Supplied passage:
——

OLD TOWN — I am afraid. I am angry. I feel helpless. I feel alone. I feel like the rest of the world is spinning as normal, but those of us who climb school steps each weekday are off-axis. I am one of the lucky ones – I can type this message and rage that it must be written. The unlucky ones are dead.

They died afraid, and angry, and helpless, and alone. They died from a bullet somewhere bullets should never go. They died and they shouldn’t have – they were kids who should have lived long enough to become parents.

My parents are nervous travelers. They both remember where they were on Sept. 11 – my mom was at work at Bangor’s largest hospital, helping create bed space for victims. She said after that day, everything changed. That after, nothing felt safe and she couldn’t rest until her eyes were on Dad and me. I was 6 months old. She said the hospital never took in any survivors – there weren’t enough to need the space.

When she boards an airplane, the twin towers burn in her mind. When my dad’s lap belt clicks, he thinks about the plane that passengers grounded in Pennsylvania but never walked off.

——

What you need to do: Could you quote the essay on school shootings and Sept. 11 in full, word for word?

——

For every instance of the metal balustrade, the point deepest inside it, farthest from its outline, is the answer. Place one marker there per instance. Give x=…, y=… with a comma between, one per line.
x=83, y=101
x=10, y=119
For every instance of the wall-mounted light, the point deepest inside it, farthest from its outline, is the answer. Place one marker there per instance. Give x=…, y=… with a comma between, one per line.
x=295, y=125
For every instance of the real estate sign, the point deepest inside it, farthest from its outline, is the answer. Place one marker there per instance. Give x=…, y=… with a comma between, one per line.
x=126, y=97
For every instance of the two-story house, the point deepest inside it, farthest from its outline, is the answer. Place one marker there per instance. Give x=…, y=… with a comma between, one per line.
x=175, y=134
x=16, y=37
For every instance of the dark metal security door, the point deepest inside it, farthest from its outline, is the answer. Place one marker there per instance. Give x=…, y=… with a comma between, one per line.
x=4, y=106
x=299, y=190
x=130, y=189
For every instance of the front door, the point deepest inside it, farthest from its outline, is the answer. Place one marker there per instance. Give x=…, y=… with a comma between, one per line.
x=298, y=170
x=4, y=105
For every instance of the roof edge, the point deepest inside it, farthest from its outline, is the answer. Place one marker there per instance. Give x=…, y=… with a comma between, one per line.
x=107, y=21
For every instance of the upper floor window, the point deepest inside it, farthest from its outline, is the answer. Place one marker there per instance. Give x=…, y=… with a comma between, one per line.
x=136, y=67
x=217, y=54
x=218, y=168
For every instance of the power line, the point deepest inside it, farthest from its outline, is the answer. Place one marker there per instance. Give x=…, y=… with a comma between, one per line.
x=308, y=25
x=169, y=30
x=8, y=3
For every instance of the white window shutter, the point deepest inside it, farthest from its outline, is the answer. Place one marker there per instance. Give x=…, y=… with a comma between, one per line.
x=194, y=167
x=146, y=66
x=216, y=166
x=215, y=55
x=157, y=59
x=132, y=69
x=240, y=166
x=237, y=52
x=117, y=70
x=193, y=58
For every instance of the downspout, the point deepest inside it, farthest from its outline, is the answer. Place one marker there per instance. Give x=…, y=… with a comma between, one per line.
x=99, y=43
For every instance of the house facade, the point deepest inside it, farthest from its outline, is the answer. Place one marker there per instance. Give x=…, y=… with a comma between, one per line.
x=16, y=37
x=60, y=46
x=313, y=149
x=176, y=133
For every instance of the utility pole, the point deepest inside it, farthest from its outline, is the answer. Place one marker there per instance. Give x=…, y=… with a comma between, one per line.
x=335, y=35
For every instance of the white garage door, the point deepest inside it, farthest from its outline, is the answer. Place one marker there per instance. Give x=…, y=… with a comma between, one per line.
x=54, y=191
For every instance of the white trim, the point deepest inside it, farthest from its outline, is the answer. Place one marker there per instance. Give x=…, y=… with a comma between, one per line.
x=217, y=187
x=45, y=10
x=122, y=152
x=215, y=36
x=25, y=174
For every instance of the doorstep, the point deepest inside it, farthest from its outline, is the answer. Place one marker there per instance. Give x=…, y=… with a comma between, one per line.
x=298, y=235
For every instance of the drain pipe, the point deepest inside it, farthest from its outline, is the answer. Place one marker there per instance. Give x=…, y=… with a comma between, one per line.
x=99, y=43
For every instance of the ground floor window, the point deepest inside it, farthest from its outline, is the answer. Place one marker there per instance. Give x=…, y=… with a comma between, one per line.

——

Result:
OLD TOWN — I am afraid. I am angry. I feel helpless. I feel alone. I feel like the rest of the world is spinning as normal, but those of us who climb school steps each weekday are off-axis. I am one of the lucky ones – I can type this message and rage that it must be written. The unlucky ones are dead.

They died afraid, and angry, and helpless, and alone. They died from a bullet somewhere bullets should never go. They died and they shouldn’t have – they were kids who should have lived long enough to become parents.

My parents are nervous travelers. They both remember where they were on Sept. 11 – my mom was at work at Bangor’s largest hospital, helping create bed space for victims. She said after that day, everything changed. That after, nothing felt safe and she couldn’t rest until her eyes were on Dad and me. I was 6 months old. She said the hospital never took in any survivors – there weren’t enough to need the space.

When she boards an airplane, the twin towers burn in her mind. When my dad’s lap belt clicks, he thinks about the plane that passengers grounded in Pennsylvania but never walked off.